[Task] Search the data below for the string "building". Extract every line that contains it.

[Data excerpts]
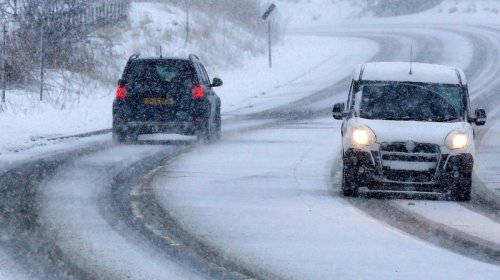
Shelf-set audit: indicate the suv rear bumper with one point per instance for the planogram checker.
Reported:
(178, 127)
(368, 171)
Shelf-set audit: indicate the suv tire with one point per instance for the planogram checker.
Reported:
(349, 188)
(207, 133)
(462, 191)
(118, 137)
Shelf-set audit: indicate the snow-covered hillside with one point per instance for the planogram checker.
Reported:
(467, 7)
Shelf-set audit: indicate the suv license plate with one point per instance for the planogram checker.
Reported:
(159, 101)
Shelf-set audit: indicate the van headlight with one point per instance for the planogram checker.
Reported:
(363, 136)
(457, 140)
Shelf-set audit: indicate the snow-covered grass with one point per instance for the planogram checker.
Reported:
(78, 104)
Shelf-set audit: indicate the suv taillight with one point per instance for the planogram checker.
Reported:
(198, 93)
(121, 92)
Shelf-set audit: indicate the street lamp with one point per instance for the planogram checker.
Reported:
(265, 17)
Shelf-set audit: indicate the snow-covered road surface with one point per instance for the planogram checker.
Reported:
(268, 199)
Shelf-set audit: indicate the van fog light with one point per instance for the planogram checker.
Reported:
(362, 136)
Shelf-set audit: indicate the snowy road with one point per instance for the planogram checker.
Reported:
(266, 198)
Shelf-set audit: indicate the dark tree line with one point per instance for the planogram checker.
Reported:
(57, 29)
(399, 7)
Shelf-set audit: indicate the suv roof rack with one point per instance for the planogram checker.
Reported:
(193, 57)
(134, 56)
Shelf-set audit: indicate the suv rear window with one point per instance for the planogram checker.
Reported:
(159, 71)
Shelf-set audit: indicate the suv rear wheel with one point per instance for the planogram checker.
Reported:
(208, 132)
(349, 188)
(462, 191)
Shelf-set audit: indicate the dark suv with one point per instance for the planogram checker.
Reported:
(166, 95)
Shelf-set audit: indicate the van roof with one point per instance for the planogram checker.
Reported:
(400, 72)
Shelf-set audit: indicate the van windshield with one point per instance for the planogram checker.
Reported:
(410, 102)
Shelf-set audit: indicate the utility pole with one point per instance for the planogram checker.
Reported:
(265, 17)
(187, 22)
(269, 50)
(4, 57)
(41, 60)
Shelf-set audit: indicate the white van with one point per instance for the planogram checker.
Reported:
(408, 127)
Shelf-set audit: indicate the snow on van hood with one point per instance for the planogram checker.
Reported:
(402, 131)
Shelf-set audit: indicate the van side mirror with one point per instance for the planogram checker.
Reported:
(338, 111)
(480, 117)
(122, 82)
(217, 82)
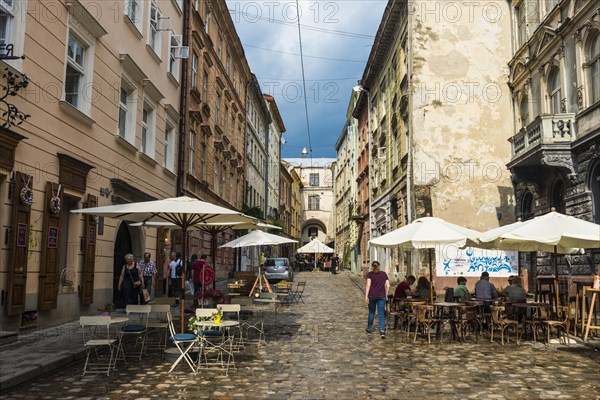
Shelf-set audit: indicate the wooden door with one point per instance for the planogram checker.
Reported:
(89, 254)
(49, 271)
(17, 269)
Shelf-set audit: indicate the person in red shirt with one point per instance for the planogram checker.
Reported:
(403, 288)
(197, 268)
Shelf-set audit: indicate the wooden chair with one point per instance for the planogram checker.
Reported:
(563, 322)
(425, 319)
(499, 321)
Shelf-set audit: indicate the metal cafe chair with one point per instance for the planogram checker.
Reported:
(184, 342)
(96, 338)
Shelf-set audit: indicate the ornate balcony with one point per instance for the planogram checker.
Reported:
(545, 142)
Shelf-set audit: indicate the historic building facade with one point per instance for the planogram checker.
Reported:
(217, 89)
(103, 102)
(555, 83)
(437, 118)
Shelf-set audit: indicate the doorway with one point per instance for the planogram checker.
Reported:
(122, 247)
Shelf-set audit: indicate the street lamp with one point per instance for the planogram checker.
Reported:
(358, 89)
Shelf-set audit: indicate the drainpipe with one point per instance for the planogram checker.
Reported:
(183, 109)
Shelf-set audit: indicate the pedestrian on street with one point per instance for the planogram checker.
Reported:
(175, 272)
(130, 281)
(149, 272)
(376, 292)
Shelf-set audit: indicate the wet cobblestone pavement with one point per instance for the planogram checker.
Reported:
(319, 350)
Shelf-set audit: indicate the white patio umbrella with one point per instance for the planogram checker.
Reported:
(428, 233)
(258, 238)
(554, 232)
(315, 247)
(184, 212)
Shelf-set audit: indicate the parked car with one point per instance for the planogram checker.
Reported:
(277, 269)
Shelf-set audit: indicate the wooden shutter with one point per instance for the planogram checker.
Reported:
(89, 254)
(49, 271)
(17, 269)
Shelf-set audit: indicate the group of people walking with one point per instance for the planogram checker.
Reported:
(378, 287)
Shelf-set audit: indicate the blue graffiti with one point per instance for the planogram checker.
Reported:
(446, 267)
(489, 264)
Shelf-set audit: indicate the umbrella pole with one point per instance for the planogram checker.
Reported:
(431, 278)
(184, 262)
(556, 283)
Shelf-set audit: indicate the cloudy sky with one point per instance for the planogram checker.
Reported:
(336, 41)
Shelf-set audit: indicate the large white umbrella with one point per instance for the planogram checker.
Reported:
(428, 233)
(258, 238)
(315, 247)
(184, 212)
(554, 232)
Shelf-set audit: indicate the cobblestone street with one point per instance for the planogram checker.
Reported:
(319, 350)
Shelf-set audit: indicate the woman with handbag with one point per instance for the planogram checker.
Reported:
(130, 281)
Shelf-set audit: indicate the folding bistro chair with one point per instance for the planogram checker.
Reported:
(184, 342)
(297, 294)
(214, 340)
(234, 311)
(158, 326)
(137, 326)
(96, 338)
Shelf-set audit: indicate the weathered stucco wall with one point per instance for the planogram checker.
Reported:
(461, 109)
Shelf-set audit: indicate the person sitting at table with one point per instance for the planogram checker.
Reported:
(484, 289)
(461, 291)
(515, 292)
(403, 289)
(423, 288)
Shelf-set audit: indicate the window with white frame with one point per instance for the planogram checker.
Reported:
(205, 87)
(192, 160)
(216, 173)
(595, 68)
(12, 28)
(133, 10)
(154, 34)
(207, 20)
(148, 129)
(313, 202)
(75, 78)
(220, 48)
(524, 109)
(174, 55)
(554, 91)
(194, 70)
(217, 108)
(169, 151)
(127, 110)
(202, 160)
(521, 13)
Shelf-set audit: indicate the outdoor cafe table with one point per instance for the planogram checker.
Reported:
(588, 324)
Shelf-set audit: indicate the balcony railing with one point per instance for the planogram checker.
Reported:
(545, 129)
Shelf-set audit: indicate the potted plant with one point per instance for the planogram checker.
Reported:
(107, 309)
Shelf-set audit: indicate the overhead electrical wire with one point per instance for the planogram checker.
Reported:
(296, 54)
(304, 85)
(255, 17)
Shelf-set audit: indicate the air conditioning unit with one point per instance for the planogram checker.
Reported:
(164, 24)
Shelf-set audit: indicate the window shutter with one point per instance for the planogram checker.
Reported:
(48, 290)
(17, 270)
(89, 254)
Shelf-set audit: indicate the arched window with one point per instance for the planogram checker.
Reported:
(554, 91)
(527, 206)
(524, 108)
(595, 68)
(557, 196)
(595, 189)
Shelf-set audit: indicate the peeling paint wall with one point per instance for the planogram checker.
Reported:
(461, 111)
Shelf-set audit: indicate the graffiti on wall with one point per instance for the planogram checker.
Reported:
(473, 261)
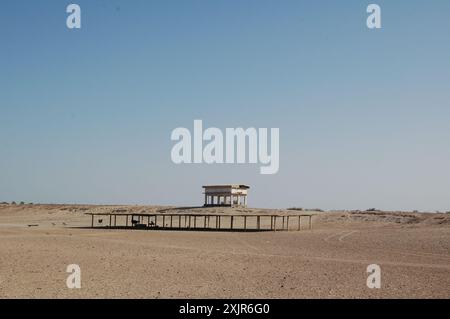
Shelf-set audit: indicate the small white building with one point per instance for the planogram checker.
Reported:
(226, 195)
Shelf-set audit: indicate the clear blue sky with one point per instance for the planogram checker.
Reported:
(364, 116)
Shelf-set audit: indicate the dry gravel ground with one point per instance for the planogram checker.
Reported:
(330, 261)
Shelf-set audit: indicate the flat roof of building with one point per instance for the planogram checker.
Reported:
(228, 185)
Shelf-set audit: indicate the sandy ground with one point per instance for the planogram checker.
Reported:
(330, 261)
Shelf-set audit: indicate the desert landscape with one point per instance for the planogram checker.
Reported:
(329, 261)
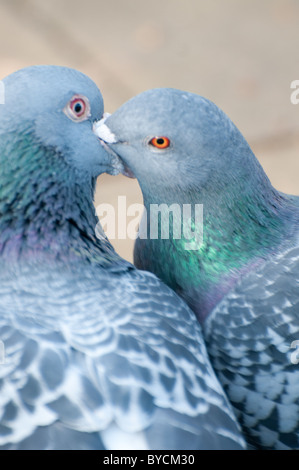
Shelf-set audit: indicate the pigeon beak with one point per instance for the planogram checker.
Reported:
(107, 138)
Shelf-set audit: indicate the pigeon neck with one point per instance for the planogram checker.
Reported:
(239, 229)
(46, 208)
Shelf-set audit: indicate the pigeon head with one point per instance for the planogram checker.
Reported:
(57, 107)
(173, 140)
(49, 159)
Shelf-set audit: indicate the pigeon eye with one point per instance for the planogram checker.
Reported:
(78, 108)
(160, 142)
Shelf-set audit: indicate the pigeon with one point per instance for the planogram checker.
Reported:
(237, 262)
(95, 354)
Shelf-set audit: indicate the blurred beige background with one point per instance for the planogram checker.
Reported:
(241, 54)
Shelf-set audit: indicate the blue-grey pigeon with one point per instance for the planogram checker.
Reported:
(94, 353)
(239, 271)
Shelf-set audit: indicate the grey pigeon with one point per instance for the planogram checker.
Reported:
(94, 353)
(241, 277)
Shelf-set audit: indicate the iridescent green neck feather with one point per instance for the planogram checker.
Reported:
(239, 230)
(46, 208)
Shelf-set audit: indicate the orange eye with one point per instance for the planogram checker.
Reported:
(160, 142)
(78, 108)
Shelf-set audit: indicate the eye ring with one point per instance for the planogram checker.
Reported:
(78, 108)
(160, 142)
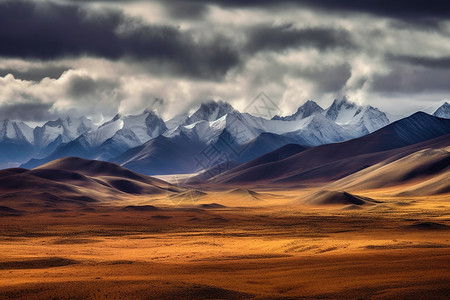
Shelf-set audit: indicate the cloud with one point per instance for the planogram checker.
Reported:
(411, 79)
(50, 30)
(282, 37)
(424, 61)
(32, 112)
(35, 73)
(397, 9)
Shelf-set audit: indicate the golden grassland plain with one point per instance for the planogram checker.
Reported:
(231, 244)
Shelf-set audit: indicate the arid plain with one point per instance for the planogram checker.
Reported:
(227, 244)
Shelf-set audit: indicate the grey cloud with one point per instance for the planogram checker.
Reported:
(424, 61)
(276, 38)
(49, 30)
(410, 79)
(35, 73)
(397, 9)
(329, 79)
(81, 87)
(33, 112)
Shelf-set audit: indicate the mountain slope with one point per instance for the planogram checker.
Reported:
(443, 111)
(348, 156)
(417, 166)
(74, 182)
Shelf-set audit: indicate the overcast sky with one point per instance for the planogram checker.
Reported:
(97, 58)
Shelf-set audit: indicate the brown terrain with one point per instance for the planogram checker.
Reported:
(80, 229)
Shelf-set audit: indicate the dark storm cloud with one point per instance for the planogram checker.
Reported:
(410, 79)
(276, 38)
(397, 9)
(84, 86)
(426, 62)
(35, 73)
(49, 31)
(34, 112)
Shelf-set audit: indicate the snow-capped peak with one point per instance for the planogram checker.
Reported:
(68, 129)
(342, 111)
(309, 108)
(443, 111)
(210, 111)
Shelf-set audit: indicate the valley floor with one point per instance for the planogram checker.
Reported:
(399, 249)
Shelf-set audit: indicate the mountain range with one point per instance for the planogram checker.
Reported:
(214, 134)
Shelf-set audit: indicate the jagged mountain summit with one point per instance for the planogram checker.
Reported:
(443, 111)
(210, 111)
(310, 108)
(142, 141)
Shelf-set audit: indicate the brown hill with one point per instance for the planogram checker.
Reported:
(74, 182)
(326, 197)
(427, 169)
(331, 162)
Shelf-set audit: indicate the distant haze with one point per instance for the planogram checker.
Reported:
(98, 58)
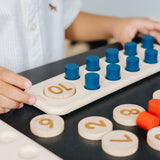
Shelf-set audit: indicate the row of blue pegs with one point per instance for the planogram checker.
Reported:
(112, 57)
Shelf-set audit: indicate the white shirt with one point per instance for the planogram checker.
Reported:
(32, 31)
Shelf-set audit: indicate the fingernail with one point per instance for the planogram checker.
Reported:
(7, 110)
(28, 84)
(32, 100)
(20, 105)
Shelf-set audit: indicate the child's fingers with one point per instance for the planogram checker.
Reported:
(156, 35)
(3, 110)
(16, 94)
(8, 103)
(14, 79)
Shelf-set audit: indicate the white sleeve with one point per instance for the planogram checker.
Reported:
(71, 9)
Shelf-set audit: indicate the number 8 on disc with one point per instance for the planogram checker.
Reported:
(126, 114)
(46, 125)
(93, 128)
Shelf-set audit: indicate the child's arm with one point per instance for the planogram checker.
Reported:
(90, 27)
(11, 91)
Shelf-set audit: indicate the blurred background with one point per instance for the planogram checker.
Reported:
(120, 8)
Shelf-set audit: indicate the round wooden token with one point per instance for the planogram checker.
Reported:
(156, 94)
(126, 114)
(153, 138)
(120, 143)
(47, 125)
(93, 128)
(59, 90)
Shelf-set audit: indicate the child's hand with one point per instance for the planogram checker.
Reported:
(125, 29)
(12, 95)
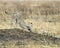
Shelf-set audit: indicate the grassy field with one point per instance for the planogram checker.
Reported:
(45, 18)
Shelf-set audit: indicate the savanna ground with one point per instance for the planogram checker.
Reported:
(45, 17)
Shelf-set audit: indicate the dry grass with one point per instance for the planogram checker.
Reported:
(31, 12)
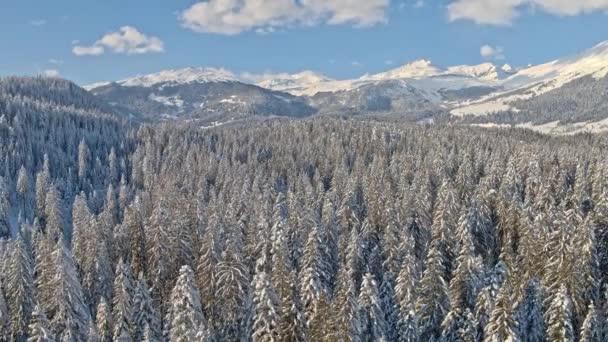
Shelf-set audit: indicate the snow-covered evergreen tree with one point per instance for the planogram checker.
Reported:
(185, 317)
(373, 323)
(266, 310)
(70, 316)
(122, 314)
(20, 293)
(104, 321)
(39, 329)
(559, 317)
(144, 312)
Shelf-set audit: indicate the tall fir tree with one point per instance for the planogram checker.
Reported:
(185, 317)
(39, 328)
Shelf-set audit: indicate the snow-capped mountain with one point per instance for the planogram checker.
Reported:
(175, 77)
(196, 93)
(293, 83)
(534, 81)
(414, 89)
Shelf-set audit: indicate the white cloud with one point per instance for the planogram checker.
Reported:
(88, 50)
(503, 12)
(38, 22)
(127, 40)
(232, 17)
(51, 73)
(492, 52)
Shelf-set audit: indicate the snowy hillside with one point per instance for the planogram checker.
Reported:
(537, 80)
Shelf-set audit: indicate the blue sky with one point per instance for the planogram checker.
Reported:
(91, 41)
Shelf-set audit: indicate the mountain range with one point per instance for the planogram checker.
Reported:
(567, 95)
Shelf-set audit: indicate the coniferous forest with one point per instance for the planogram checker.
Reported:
(296, 230)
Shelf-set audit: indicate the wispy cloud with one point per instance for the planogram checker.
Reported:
(51, 73)
(38, 22)
(127, 40)
(231, 17)
(492, 52)
(504, 12)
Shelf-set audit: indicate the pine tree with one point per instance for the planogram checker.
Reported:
(559, 317)
(185, 317)
(347, 324)
(266, 317)
(122, 314)
(83, 161)
(104, 321)
(232, 292)
(20, 289)
(432, 302)
(70, 314)
(312, 271)
(530, 314)
(591, 331)
(145, 313)
(389, 307)
(5, 319)
(43, 183)
(158, 255)
(501, 326)
(54, 216)
(5, 206)
(293, 324)
(39, 328)
(405, 294)
(373, 323)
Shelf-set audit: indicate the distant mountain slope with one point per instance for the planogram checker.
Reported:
(204, 94)
(537, 80)
(55, 92)
(568, 90)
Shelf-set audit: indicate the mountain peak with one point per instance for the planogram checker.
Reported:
(181, 76)
(420, 68)
(484, 71)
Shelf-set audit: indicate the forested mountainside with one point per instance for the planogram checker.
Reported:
(581, 100)
(311, 230)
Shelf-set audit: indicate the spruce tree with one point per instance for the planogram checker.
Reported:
(104, 321)
(266, 316)
(559, 317)
(39, 329)
(122, 314)
(373, 323)
(70, 314)
(185, 317)
(20, 289)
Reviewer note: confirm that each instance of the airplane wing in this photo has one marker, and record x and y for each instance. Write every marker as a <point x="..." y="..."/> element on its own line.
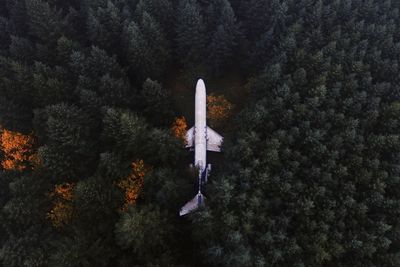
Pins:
<point x="190" y="137"/>
<point x="214" y="140"/>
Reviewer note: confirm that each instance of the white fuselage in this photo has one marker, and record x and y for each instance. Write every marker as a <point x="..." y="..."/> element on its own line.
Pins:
<point x="200" y="126"/>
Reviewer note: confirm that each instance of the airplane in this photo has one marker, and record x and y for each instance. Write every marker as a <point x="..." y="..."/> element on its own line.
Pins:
<point x="201" y="138"/>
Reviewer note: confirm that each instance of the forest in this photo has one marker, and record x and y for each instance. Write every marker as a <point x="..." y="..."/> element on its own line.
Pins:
<point x="96" y="95"/>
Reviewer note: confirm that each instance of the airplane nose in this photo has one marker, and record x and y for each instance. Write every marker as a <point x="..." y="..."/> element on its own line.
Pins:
<point x="200" y="83"/>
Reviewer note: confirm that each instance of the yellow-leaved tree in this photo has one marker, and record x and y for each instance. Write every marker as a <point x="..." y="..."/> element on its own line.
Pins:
<point x="17" y="150"/>
<point x="132" y="185"/>
<point x="62" y="211"/>
<point x="218" y="109"/>
<point x="179" y="128"/>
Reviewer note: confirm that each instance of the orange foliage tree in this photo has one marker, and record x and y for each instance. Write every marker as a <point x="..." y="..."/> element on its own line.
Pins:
<point x="179" y="128"/>
<point x="62" y="211"/>
<point x="133" y="184"/>
<point x="218" y="108"/>
<point x="17" y="150"/>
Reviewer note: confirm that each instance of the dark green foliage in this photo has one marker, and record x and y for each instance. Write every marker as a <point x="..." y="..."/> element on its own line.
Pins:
<point x="190" y="34"/>
<point x="310" y="170"/>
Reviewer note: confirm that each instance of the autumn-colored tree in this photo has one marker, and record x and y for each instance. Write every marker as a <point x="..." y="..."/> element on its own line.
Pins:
<point x="133" y="183"/>
<point x="179" y="128"/>
<point x="62" y="211"/>
<point x="17" y="150"/>
<point x="218" y="108"/>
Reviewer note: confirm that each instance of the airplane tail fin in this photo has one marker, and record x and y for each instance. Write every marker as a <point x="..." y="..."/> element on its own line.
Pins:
<point x="192" y="205"/>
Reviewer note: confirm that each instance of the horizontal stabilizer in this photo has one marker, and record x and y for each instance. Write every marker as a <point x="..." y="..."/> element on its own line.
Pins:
<point x="190" y="137"/>
<point x="192" y="205"/>
<point x="214" y="140"/>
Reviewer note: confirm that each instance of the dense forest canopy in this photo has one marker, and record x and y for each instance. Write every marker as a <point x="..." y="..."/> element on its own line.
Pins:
<point x="93" y="168"/>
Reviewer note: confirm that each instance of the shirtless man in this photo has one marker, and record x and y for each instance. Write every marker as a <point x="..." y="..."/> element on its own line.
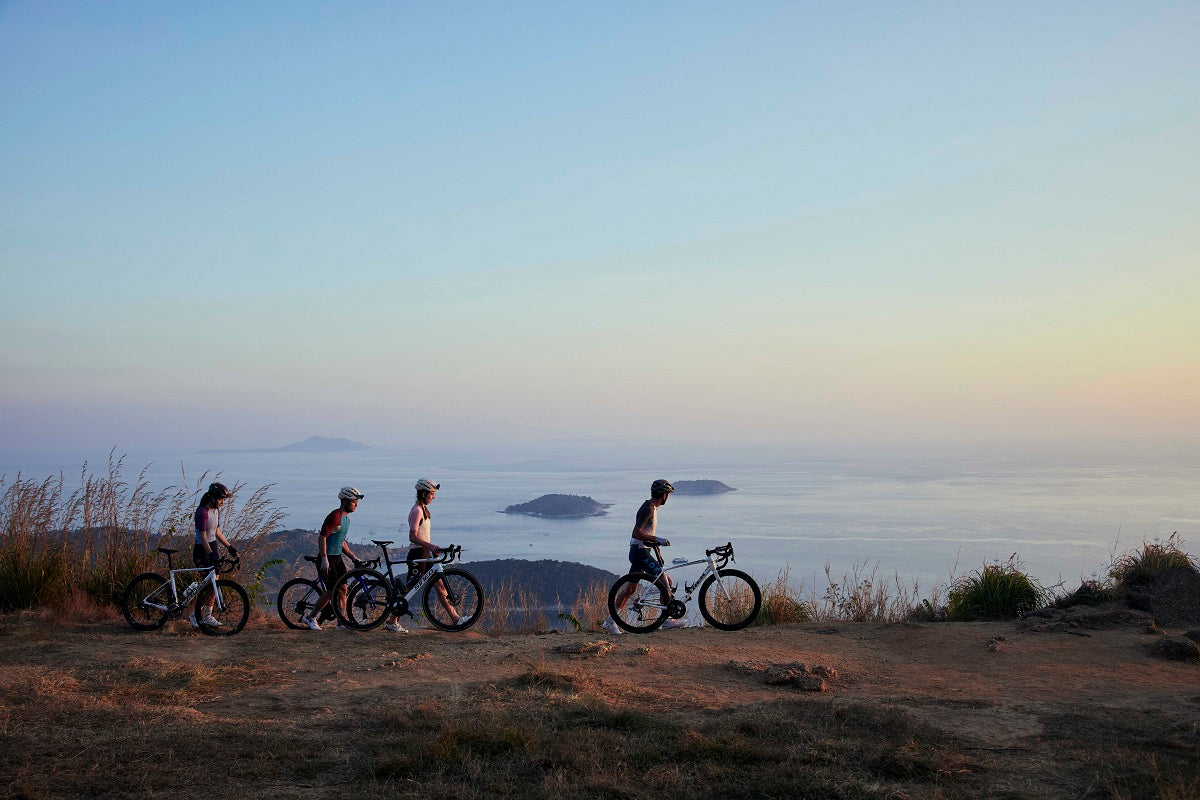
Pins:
<point x="641" y="558"/>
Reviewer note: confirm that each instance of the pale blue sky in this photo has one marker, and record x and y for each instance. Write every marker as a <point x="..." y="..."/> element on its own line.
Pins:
<point x="238" y="224"/>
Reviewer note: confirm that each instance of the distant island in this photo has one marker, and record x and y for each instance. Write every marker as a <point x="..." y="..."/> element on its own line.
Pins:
<point x="561" y="505"/>
<point x="312" y="444"/>
<point x="702" y="487"/>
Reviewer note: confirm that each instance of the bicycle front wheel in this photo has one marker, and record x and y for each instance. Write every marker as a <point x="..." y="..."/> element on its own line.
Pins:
<point x="454" y="600"/>
<point x="639" y="603"/>
<point x="228" y="614"/>
<point x="730" y="602"/>
<point x="295" y="600"/>
<point x="367" y="600"/>
<point x="142" y="594"/>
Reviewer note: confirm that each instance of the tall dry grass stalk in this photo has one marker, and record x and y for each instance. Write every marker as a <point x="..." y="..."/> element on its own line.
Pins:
<point x="55" y="545"/>
<point x="867" y="596"/>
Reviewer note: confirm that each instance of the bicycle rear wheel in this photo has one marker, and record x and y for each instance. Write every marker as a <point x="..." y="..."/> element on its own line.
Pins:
<point x="367" y="600"/>
<point x="637" y="602"/>
<point x="730" y="602"/>
<point x="144" y="589"/>
<point x="295" y="600"/>
<point x="463" y="600"/>
<point x="229" y="614"/>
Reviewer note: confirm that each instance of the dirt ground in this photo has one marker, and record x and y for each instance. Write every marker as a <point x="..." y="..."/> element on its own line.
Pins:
<point x="1012" y="697"/>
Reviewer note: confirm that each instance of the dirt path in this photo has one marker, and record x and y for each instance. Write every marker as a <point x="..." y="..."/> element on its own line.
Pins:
<point x="996" y="689"/>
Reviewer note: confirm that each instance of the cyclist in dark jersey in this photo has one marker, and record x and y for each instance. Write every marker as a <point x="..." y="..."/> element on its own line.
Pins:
<point x="333" y="545"/>
<point x="204" y="551"/>
<point x="641" y="558"/>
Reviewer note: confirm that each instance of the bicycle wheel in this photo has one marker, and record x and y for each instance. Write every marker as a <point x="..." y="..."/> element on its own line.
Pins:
<point x="463" y="600"/>
<point x="645" y="602"/>
<point x="229" y="614"/>
<point x="145" y="588"/>
<point x="295" y="600"/>
<point x="367" y="599"/>
<point x="730" y="602"/>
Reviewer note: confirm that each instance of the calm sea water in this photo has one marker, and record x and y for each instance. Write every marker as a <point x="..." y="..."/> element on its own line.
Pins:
<point x="922" y="519"/>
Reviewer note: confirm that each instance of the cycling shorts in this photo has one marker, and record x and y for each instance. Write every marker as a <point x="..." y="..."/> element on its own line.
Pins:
<point x="199" y="558"/>
<point x="641" y="559"/>
<point x="336" y="570"/>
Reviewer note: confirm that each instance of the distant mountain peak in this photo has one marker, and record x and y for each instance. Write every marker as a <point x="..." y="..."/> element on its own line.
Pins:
<point x="312" y="444"/>
<point x="319" y="444"/>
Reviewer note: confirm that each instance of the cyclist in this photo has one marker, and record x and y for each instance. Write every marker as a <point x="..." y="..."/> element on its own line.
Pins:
<point x="641" y="558"/>
<point x="331" y="545"/>
<point x="420" y="546"/>
<point x="204" y="551"/>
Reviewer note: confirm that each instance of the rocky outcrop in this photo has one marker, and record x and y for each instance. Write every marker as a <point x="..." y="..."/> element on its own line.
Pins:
<point x="561" y="505"/>
<point x="702" y="487"/>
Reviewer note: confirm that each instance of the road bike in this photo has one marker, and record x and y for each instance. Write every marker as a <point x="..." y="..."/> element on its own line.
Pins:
<point x="453" y="599"/>
<point x="298" y="596"/>
<point x="729" y="599"/>
<point x="150" y="599"/>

[Reply]
Shelf-set audit: indicate the historic building facade with one point per instance for the planogram checker.
Shelf-set audit: indicate the small white building with one point per instance for the planogram checker.
Shelf-set audit: indicate the flat roof of building with one point per instance for the planogram checker.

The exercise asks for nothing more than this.